WHAT YOU SHOULD DO —
Decide whether each statement agrees with the text about the St. Thomas Syro-Malabar church in Philadelphia, and for each one give yes or no along with the deciding words from the text, quoted exactly.
1. The church is one of nine Forane Churches of the St. Thomas Syro-Malabar Catholic Eparchy of Chicago.
2. The Indian Catholic Association was founded in 1983.
3. The Roman Catholic Archdiocese of Philadelphia set up the Indian Catholic Mission after consulting the Syro Malabar Synod.

The St. Thomas SyroMalabar Forane Catholic Church, Philadelphia is a Syro-Malabar Catholic Parish located in Philadelphia, Pennsylvania. It is one of the 9 Forane Churches for the St. Thomas Syro-Malabar Catholic Eparchy of Chicago.

== History ==
When the United States passed, the Immigration and Nationality Act of 1965. Many Indians moved from Kerala, India to the city of Philadelphia. In 1977, Around 100 families in the Philadelphia area established The Indian Catholic Association that celebrated Syro Malabar rite Qurbana or Mass to the people of Philadelphia.

In 1983, after consultation with the Syro Malabar Synod, Roman Catholic Archdiocese of Philadelphia established the Indian Catholic Mission to serve the Syro Malabar Community.

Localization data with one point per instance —
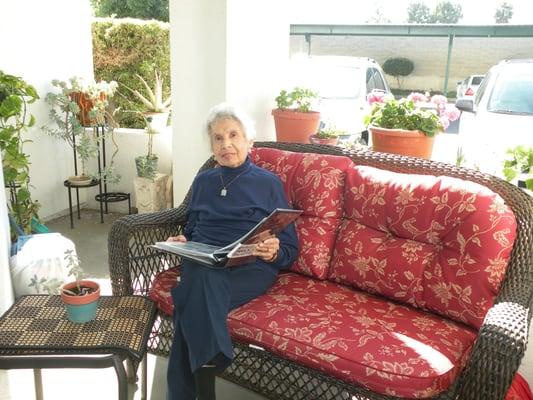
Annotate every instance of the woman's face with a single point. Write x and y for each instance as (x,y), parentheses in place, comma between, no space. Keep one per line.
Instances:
(228,142)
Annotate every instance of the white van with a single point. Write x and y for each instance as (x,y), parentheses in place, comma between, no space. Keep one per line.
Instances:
(342,84)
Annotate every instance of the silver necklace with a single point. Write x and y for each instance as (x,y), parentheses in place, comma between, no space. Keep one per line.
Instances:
(224,190)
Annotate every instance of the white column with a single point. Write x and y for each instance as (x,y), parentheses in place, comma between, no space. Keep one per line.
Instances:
(6,287)
(222,50)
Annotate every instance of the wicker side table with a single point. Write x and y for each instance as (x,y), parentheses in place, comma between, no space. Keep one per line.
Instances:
(35,333)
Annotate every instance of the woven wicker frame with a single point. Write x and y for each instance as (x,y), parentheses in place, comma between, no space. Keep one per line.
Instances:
(497,352)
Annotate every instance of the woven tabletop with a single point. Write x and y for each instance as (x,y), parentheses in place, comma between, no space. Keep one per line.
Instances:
(38,324)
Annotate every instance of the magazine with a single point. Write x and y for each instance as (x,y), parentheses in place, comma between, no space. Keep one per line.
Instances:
(238,252)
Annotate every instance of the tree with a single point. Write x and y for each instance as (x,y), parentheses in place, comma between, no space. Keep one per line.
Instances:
(504,13)
(447,13)
(398,67)
(142,9)
(418,13)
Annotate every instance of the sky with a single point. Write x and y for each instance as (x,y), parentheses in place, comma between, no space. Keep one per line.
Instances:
(475,12)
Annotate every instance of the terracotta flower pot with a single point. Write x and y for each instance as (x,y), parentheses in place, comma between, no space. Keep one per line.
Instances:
(86,105)
(316,140)
(399,141)
(292,126)
(81,309)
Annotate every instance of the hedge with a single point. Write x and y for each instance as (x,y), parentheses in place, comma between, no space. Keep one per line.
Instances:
(125,47)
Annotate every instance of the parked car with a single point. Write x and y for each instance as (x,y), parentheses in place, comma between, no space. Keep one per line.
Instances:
(469,86)
(498,117)
(342,84)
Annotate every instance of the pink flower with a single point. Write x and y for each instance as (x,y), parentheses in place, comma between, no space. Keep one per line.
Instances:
(439,99)
(417,97)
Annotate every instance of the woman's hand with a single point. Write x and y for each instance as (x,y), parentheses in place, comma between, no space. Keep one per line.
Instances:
(179,238)
(267,249)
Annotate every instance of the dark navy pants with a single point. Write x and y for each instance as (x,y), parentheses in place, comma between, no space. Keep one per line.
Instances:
(202,302)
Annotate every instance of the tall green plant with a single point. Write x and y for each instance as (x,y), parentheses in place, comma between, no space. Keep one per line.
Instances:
(15,95)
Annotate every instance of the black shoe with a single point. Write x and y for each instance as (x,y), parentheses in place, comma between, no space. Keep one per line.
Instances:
(204,379)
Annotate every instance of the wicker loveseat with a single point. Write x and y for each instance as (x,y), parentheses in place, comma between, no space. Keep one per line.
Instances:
(415,279)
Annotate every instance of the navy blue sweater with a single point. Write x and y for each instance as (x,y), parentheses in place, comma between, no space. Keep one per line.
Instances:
(220,220)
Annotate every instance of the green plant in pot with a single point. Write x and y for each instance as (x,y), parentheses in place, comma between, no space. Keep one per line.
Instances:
(147,164)
(155,109)
(518,166)
(67,120)
(294,118)
(81,295)
(155,112)
(408,126)
(15,95)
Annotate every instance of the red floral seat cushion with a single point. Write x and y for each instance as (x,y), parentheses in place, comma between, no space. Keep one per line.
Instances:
(436,243)
(159,292)
(389,348)
(315,184)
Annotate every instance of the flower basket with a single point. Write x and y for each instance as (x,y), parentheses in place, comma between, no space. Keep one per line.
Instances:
(399,141)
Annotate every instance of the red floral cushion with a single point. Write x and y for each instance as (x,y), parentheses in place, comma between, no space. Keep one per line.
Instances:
(436,243)
(359,338)
(315,184)
(160,290)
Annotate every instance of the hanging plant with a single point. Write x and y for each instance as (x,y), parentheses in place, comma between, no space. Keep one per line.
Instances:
(15,95)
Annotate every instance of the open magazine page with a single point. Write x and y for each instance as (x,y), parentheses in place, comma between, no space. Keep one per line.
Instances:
(238,252)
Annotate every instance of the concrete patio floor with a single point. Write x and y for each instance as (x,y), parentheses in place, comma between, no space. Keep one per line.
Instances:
(90,237)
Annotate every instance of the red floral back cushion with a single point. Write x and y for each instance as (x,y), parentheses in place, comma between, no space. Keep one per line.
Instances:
(436,243)
(315,184)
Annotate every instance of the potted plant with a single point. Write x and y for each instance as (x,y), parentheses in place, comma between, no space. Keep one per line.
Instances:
(519,166)
(293,117)
(80,296)
(68,117)
(147,164)
(326,135)
(408,126)
(156,110)
(15,95)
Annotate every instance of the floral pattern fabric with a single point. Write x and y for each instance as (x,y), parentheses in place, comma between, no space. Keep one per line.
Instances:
(436,243)
(357,337)
(315,184)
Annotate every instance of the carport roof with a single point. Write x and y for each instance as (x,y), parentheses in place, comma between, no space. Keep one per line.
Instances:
(417,30)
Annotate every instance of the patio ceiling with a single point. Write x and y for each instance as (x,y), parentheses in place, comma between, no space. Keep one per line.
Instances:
(415,30)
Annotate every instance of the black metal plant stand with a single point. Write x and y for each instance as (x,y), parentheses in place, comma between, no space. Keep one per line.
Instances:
(107,197)
(103,197)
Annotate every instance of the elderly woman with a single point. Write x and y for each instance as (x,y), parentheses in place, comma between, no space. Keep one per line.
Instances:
(226,202)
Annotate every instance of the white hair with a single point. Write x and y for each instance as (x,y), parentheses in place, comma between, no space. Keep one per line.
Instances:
(228,111)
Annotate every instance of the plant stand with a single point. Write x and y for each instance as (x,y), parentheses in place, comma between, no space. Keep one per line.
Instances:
(150,194)
(107,197)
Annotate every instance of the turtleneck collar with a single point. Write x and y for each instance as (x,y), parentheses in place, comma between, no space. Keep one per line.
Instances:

WRITTEN SOLUTION —
1. Yes. The text says: "It is one of the 9 Forane Churches for the St. Thomas Syro-Malabar Catholic Eparchy of Chicago."
2. No. The text says: "In 1977, Around 100 families in the Philadelphia area established The Indian Catholic Association"
3. Yes. The text says: "In 1983, after consultation with the Syro Malabar Synod, Roman Catholic Archdiocese of Philadelphia established the Indian Catholic Mission"